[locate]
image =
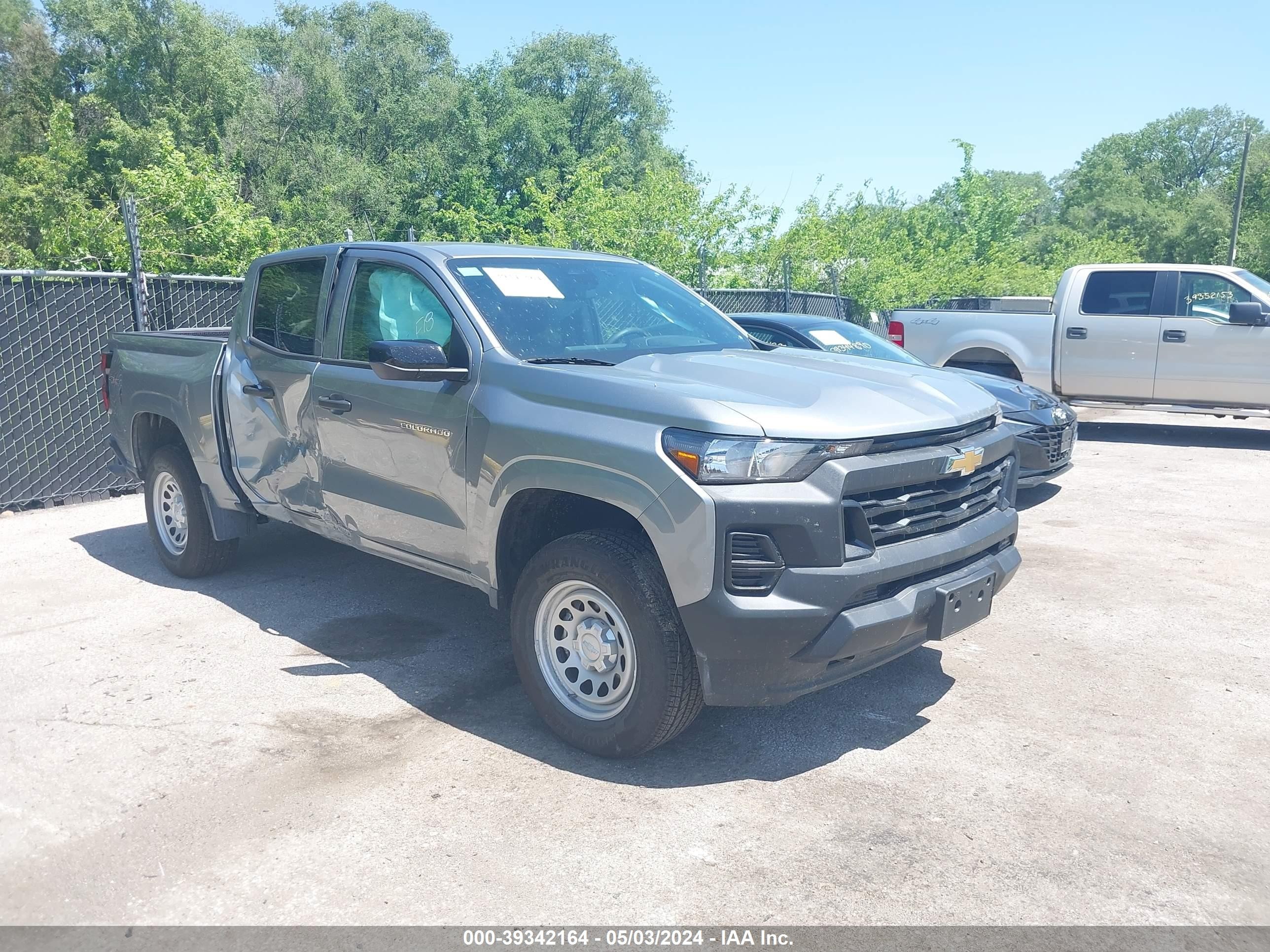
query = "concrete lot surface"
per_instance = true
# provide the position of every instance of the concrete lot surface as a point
(320, 737)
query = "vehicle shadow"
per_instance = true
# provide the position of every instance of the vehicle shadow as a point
(439, 646)
(1176, 436)
(1035, 495)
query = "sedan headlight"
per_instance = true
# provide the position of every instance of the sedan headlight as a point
(720, 460)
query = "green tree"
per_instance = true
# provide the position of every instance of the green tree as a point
(28, 79)
(666, 219)
(155, 61)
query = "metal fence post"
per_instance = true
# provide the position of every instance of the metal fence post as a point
(138, 277)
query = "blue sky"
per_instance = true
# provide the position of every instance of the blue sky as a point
(775, 96)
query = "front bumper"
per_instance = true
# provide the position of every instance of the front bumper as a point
(836, 611)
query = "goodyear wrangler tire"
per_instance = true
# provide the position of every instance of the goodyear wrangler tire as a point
(600, 645)
(179, 527)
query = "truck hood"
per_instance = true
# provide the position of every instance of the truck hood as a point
(813, 395)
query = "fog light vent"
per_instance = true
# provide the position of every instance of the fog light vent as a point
(753, 563)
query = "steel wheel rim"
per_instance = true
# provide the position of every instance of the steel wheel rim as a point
(586, 654)
(171, 518)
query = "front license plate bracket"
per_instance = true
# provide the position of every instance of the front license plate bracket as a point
(962, 605)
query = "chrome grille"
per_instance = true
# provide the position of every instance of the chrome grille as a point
(925, 508)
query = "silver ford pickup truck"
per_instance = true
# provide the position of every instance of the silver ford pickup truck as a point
(1178, 338)
(669, 516)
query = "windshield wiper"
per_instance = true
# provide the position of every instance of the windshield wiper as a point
(585, 361)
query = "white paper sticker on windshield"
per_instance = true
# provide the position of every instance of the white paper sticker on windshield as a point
(828, 337)
(523, 282)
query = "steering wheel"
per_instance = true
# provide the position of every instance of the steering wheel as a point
(628, 333)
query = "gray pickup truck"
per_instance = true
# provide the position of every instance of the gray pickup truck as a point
(670, 514)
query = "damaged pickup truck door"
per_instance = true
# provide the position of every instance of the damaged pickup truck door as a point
(268, 371)
(391, 441)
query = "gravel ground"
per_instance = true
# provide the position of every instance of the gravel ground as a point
(320, 737)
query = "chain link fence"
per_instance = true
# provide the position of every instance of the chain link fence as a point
(54, 327)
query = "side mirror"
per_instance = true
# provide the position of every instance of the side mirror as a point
(1247, 312)
(413, 360)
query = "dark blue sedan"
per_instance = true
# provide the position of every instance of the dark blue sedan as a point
(1044, 451)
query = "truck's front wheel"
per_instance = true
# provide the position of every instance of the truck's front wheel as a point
(601, 648)
(179, 526)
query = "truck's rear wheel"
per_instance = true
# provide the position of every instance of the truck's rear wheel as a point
(601, 648)
(179, 527)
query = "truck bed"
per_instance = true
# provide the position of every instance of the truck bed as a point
(172, 375)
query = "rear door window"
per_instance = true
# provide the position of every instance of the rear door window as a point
(285, 315)
(1118, 294)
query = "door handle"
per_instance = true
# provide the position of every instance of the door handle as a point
(336, 404)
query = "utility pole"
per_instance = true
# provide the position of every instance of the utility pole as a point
(837, 298)
(140, 298)
(1238, 195)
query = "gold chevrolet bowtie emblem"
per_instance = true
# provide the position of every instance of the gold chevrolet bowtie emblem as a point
(964, 462)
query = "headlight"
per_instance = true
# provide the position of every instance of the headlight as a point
(718, 460)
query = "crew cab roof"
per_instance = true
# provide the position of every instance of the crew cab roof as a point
(439, 252)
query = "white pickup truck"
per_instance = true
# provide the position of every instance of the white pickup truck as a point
(1185, 338)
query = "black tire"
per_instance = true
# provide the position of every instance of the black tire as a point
(666, 696)
(204, 554)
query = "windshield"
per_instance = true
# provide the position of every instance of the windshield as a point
(1259, 283)
(846, 338)
(598, 310)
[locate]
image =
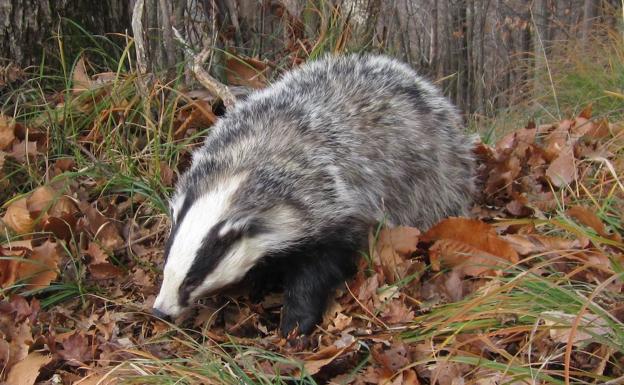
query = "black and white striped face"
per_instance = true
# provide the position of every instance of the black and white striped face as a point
(209, 249)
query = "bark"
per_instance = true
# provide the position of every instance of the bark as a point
(27, 27)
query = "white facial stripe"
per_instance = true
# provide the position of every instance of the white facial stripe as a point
(176, 204)
(245, 254)
(204, 213)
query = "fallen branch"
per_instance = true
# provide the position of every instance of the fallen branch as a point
(137, 30)
(214, 86)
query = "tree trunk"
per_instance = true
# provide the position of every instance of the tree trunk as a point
(28, 26)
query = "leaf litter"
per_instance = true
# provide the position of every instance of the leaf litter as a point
(403, 319)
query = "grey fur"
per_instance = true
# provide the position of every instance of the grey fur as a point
(330, 149)
(356, 136)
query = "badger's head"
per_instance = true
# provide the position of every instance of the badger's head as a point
(217, 236)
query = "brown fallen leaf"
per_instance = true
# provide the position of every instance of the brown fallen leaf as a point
(104, 270)
(246, 72)
(41, 267)
(472, 232)
(17, 217)
(40, 200)
(26, 371)
(465, 257)
(12, 254)
(410, 377)
(7, 132)
(80, 80)
(316, 361)
(101, 227)
(396, 312)
(393, 248)
(76, 349)
(562, 171)
(589, 219)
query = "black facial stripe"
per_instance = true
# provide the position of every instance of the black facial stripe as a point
(213, 249)
(188, 201)
(186, 205)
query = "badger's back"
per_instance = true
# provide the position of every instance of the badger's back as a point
(358, 137)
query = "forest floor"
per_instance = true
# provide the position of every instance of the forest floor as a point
(528, 290)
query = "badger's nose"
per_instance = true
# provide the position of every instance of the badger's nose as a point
(160, 314)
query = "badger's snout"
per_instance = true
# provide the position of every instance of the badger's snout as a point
(160, 314)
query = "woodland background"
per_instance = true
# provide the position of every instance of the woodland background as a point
(101, 105)
(487, 54)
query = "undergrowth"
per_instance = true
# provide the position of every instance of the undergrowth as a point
(128, 143)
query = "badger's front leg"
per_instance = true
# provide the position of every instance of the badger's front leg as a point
(309, 280)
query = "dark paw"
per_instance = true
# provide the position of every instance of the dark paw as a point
(296, 324)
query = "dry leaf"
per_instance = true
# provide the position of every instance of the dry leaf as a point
(472, 232)
(315, 362)
(246, 72)
(7, 132)
(562, 170)
(40, 200)
(102, 228)
(467, 258)
(26, 371)
(41, 267)
(104, 271)
(589, 219)
(76, 349)
(9, 266)
(17, 217)
(81, 81)
(393, 248)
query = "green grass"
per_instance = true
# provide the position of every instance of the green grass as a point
(135, 137)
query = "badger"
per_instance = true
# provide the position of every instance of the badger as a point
(291, 179)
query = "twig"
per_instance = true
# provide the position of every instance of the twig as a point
(137, 31)
(214, 86)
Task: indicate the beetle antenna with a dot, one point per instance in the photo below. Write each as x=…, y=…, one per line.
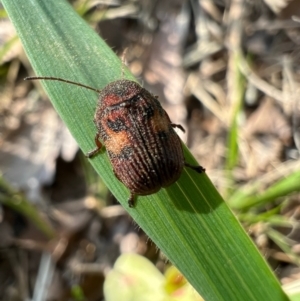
x=61, y=80
x=123, y=62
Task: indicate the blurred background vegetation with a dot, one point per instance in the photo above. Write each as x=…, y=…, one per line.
x=228, y=71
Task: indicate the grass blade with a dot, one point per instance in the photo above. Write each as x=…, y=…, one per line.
x=189, y=221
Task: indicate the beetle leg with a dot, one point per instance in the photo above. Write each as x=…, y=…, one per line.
x=93, y=152
x=198, y=168
x=131, y=200
x=178, y=126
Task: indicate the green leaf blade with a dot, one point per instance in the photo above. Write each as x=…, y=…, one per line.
x=189, y=221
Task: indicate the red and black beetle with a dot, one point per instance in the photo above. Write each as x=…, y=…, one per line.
x=145, y=152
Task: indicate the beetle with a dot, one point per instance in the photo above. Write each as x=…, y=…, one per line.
x=145, y=152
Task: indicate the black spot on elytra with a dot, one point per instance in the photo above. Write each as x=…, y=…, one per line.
x=117, y=125
x=125, y=153
x=162, y=135
x=148, y=112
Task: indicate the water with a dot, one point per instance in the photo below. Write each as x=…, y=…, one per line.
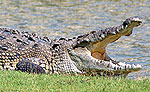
x=67, y=18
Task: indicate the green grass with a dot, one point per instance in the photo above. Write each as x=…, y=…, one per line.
x=12, y=81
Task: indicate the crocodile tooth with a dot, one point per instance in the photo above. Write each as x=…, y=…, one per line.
x=100, y=38
x=122, y=27
x=117, y=30
x=126, y=26
x=102, y=35
x=113, y=33
x=129, y=22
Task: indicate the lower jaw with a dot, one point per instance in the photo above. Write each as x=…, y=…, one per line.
x=98, y=55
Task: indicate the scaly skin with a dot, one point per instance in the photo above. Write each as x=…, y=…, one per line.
x=79, y=55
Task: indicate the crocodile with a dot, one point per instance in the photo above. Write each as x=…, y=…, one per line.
x=83, y=54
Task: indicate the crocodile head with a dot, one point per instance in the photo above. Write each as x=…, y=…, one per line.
x=90, y=53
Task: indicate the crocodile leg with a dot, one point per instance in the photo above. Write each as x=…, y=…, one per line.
x=29, y=65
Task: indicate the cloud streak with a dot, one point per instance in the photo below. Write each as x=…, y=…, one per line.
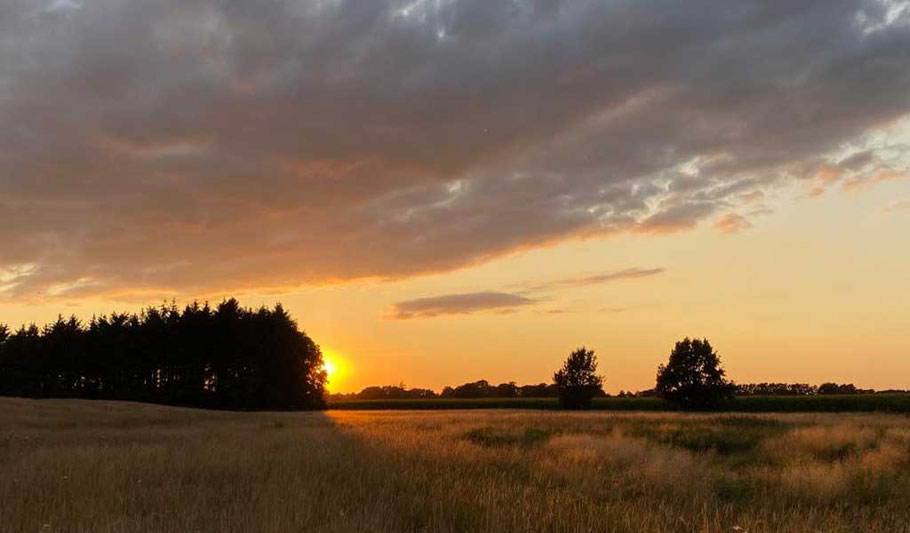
x=458, y=304
x=187, y=147
x=595, y=279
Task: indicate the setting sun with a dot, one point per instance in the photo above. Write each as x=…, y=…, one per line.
x=333, y=370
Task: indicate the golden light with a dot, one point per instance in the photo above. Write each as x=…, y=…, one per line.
x=334, y=369
x=329, y=366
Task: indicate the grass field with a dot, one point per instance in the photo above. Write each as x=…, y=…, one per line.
x=106, y=466
x=892, y=403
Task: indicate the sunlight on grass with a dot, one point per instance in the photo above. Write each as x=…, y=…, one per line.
x=108, y=466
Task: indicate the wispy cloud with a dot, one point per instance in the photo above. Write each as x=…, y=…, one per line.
x=524, y=295
x=731, y=223
x=458, y=304
x=206, y=146
x=584, y=280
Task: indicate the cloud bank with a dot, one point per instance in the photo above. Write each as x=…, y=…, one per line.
x=185, y=146
x=457, y=304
○ ○ ○ ○ ○ ○ ○
• [Objective] Lay out as a JSON list of strings everything from the line containing "Task: indicate the cloud streak" down to the line containing "x=892, y=403", one string per line with blank lines dropped. Leave the pictures out.

• [Solution to this task]
[
  "Task: indicate the cloud streak with a dot, one point per instance in the photo below. Write each as x=…, y=…, one per line.",
  "x=458, y=304",
  "x=187, y=147",
  "x=595, y=279",
  "Task: indicate the setting sun with a dot, one point per instance in the photo above. Write each as x=…, y=…, one per line.",
  "x=333, y=370",
  "Task: indicate the golden light with a dot, one point per instance in the photo above. Write each as x=…, y=…, one per line.",
  "x=334, y=369",
  "x=329, y=366",
  "Task: indicate the grass field with a dot, one point per instance in the photo above. Write each as x=…, y=…, one per line.",
  "x=106, y=466",
  "x=892, y=403"
]